Brief »
Gather every line in the rows below that contains the word "waistband" and copy each one in full.

::::

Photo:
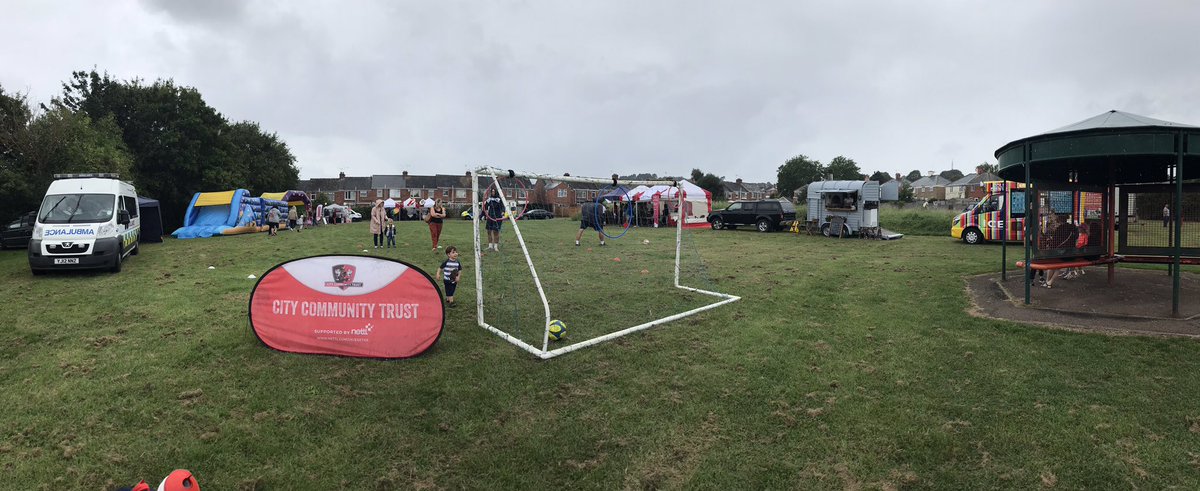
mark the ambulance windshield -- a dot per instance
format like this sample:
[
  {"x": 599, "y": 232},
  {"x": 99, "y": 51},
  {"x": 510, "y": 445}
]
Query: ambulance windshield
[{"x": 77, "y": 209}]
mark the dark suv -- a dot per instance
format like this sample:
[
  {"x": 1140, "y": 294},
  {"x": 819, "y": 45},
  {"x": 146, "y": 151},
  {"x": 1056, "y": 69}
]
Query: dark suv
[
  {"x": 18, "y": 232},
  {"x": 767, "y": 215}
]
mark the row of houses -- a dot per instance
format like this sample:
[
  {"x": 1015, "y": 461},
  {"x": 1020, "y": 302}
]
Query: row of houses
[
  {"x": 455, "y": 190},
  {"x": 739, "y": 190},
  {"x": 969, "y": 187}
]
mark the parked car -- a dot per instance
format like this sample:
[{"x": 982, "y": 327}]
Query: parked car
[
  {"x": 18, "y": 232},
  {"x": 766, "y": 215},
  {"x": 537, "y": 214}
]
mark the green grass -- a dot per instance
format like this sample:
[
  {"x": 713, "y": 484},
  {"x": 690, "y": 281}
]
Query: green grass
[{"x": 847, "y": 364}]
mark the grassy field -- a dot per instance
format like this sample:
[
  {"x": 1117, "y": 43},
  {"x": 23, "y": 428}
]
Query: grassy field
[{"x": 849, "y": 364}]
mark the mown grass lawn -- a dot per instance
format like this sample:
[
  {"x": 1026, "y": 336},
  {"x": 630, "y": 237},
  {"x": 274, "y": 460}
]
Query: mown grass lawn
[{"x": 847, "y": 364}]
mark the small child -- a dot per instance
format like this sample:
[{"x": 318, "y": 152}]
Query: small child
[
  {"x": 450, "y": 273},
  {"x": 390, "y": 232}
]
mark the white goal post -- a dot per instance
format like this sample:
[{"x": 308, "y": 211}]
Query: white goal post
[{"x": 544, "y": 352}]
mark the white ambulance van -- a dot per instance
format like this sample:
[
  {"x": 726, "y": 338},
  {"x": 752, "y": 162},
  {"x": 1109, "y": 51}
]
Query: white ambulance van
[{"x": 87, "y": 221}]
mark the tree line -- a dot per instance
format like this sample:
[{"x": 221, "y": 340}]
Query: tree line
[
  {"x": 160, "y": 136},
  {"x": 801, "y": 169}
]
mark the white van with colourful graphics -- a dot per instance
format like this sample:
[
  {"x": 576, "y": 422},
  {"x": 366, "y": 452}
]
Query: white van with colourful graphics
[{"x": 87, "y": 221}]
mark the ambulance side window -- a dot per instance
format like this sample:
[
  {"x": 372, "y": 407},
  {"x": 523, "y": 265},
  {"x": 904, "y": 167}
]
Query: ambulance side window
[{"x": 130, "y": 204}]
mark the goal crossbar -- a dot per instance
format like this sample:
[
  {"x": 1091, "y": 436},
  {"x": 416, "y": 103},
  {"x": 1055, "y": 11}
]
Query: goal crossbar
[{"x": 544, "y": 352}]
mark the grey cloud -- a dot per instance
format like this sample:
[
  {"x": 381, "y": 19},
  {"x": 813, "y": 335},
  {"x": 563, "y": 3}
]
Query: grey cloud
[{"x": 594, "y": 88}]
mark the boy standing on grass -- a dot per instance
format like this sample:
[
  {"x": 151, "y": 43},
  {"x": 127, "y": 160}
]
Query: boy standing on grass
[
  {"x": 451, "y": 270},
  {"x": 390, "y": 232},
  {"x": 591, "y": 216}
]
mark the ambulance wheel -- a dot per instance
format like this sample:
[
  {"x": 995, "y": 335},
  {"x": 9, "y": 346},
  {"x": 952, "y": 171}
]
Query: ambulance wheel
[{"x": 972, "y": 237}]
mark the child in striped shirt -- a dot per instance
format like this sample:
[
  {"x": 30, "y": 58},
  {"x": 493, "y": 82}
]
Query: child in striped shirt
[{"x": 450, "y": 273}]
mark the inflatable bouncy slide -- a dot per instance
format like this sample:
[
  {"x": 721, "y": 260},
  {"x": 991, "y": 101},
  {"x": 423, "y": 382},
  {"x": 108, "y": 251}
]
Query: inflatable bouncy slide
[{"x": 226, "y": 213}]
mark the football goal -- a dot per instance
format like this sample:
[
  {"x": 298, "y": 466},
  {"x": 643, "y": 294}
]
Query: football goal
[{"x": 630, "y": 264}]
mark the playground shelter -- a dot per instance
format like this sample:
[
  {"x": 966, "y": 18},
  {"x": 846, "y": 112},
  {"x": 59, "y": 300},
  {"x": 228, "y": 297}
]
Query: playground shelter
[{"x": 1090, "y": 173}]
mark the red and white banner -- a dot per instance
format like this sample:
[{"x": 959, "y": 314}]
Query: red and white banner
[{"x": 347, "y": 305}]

::::

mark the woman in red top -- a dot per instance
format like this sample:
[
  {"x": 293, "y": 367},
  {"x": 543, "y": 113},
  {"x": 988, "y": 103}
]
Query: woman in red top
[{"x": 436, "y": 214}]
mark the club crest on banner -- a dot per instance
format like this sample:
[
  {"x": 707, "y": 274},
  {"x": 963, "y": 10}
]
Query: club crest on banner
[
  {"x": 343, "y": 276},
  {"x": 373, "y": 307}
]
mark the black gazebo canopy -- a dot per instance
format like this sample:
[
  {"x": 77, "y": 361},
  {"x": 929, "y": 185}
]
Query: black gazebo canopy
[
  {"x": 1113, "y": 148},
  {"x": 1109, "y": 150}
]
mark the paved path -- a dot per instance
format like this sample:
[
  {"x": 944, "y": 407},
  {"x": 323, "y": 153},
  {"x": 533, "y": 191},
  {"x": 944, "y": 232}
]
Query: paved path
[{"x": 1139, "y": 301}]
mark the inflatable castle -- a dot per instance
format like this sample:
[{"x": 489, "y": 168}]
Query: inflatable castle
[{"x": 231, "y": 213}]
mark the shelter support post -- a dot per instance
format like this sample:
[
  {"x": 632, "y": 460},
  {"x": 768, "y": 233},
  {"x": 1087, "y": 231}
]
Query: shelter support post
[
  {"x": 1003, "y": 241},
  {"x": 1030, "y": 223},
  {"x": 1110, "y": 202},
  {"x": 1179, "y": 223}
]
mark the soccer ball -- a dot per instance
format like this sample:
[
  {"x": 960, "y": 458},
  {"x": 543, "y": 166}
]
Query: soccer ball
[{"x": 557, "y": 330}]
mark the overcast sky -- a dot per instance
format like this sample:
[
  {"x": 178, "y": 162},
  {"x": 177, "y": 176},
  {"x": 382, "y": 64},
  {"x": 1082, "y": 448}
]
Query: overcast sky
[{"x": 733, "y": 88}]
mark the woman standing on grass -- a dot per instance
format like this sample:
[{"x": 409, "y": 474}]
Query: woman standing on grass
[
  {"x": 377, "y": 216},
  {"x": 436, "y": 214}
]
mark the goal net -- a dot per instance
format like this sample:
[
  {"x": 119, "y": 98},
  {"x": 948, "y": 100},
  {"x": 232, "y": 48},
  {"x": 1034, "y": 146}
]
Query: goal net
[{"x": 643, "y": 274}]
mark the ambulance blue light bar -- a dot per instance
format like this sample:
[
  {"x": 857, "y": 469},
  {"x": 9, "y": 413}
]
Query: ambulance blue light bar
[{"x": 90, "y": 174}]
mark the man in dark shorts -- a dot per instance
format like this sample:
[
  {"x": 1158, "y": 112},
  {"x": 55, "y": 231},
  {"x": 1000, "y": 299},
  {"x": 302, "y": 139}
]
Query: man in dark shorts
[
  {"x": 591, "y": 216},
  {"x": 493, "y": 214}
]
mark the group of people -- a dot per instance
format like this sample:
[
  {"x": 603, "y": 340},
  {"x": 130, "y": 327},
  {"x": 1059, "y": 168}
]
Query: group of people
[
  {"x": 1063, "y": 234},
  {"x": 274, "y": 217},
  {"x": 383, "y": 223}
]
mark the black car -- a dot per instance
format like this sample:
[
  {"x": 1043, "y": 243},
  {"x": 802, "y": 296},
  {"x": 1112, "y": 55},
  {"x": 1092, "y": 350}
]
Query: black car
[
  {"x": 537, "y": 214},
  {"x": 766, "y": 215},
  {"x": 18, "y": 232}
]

::::

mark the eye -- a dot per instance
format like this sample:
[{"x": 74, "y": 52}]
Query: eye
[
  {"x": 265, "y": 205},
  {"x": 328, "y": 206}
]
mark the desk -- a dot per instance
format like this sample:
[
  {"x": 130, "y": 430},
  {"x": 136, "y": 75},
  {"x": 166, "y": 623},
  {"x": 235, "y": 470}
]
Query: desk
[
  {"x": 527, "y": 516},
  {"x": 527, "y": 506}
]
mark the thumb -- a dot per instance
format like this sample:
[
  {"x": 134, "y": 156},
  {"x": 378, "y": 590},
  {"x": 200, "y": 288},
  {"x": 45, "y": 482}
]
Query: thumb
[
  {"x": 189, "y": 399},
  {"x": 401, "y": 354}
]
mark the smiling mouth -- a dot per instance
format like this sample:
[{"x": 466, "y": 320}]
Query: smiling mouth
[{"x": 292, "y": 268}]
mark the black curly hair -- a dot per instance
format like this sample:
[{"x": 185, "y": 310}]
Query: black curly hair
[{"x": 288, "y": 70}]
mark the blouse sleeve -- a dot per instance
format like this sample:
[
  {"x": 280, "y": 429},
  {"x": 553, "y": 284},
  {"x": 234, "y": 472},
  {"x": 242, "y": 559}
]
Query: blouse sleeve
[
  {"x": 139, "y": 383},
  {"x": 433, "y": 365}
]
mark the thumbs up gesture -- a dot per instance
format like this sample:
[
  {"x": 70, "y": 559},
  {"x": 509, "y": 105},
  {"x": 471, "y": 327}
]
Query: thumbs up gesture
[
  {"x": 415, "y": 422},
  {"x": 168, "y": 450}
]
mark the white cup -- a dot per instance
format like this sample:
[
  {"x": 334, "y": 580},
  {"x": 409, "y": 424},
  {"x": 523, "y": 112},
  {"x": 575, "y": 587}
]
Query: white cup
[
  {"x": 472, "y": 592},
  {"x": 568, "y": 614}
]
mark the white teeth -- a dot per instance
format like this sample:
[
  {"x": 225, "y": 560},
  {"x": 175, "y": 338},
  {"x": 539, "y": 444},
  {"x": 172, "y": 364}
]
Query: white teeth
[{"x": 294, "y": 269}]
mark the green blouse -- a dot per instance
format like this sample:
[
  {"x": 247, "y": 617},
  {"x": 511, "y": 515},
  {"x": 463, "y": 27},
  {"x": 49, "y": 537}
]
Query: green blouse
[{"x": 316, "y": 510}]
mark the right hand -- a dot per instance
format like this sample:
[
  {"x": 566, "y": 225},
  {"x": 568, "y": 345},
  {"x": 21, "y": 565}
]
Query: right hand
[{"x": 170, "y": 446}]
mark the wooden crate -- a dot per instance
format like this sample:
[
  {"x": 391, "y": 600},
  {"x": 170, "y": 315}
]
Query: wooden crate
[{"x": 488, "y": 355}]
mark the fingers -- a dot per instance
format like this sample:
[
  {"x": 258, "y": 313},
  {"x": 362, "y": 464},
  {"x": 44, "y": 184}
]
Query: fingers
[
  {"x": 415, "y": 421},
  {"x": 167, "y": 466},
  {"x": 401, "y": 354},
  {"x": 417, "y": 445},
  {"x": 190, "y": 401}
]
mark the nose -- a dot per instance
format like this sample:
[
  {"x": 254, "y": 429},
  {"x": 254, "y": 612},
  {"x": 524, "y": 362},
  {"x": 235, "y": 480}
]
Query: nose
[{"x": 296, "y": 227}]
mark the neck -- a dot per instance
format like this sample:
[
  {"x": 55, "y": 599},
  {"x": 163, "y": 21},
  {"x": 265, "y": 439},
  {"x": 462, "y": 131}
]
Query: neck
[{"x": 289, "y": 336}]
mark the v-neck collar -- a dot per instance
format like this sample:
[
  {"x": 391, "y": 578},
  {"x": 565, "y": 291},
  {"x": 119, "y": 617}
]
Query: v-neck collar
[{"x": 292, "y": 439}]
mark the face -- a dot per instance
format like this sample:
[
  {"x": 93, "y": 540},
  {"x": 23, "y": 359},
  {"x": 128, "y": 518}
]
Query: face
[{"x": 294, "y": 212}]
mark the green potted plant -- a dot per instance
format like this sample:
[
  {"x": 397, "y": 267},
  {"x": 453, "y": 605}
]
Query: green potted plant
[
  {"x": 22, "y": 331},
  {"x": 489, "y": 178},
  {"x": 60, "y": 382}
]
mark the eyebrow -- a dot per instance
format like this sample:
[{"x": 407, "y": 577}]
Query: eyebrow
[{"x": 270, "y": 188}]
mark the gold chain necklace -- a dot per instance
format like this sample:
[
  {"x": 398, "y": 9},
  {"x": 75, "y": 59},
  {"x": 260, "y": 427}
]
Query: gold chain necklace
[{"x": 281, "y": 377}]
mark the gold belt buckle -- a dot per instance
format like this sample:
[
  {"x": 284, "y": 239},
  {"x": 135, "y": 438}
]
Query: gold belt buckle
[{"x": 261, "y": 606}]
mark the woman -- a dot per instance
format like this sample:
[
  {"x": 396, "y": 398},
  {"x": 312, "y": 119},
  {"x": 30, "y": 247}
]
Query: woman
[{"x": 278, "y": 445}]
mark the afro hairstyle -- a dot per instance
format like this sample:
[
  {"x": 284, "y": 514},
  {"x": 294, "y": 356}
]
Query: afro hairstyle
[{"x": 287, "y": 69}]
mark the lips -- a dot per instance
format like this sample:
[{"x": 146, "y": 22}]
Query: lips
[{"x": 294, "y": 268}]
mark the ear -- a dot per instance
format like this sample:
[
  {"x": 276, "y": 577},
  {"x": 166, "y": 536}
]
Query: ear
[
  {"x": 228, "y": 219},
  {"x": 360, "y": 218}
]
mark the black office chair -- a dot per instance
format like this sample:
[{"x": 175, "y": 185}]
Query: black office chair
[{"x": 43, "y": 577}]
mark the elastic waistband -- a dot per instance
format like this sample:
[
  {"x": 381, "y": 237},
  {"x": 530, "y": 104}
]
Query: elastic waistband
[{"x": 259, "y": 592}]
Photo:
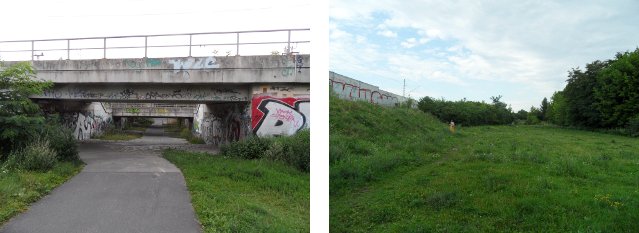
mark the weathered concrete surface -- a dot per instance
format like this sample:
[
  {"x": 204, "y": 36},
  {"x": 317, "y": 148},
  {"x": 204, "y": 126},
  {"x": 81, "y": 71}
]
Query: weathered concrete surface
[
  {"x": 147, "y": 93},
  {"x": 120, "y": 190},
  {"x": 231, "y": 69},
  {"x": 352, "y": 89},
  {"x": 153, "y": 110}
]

::::

Full solution »
mark the elastic waistband -- a dot per instance
Query: elastic waistband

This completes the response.